Source data:
┌────────
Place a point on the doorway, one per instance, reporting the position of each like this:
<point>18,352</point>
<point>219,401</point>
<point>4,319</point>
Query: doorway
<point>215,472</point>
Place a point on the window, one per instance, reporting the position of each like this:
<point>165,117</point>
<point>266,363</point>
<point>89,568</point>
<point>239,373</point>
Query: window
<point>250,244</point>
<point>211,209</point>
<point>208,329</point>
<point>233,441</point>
└────────
YOUR TASK: Your reply must contain exactly the lines from the first line of the data through the line holding "<point>239,373</point>", and nothing more.

SOLUTION FOR THIS EXERCISE:
Place a point on the doorway, one per instance, reporting the position of each like this:
<point>18,352</point>
<point>219,401</point>
<point>4,319</point>
Query: doorway
<point>215,472</point>
Place a point on the window, one per instance, reporting the position of each like this:
<point>165,117</point>
<point>266,363</point>
<point>89,568</point>
<point>239,373</point>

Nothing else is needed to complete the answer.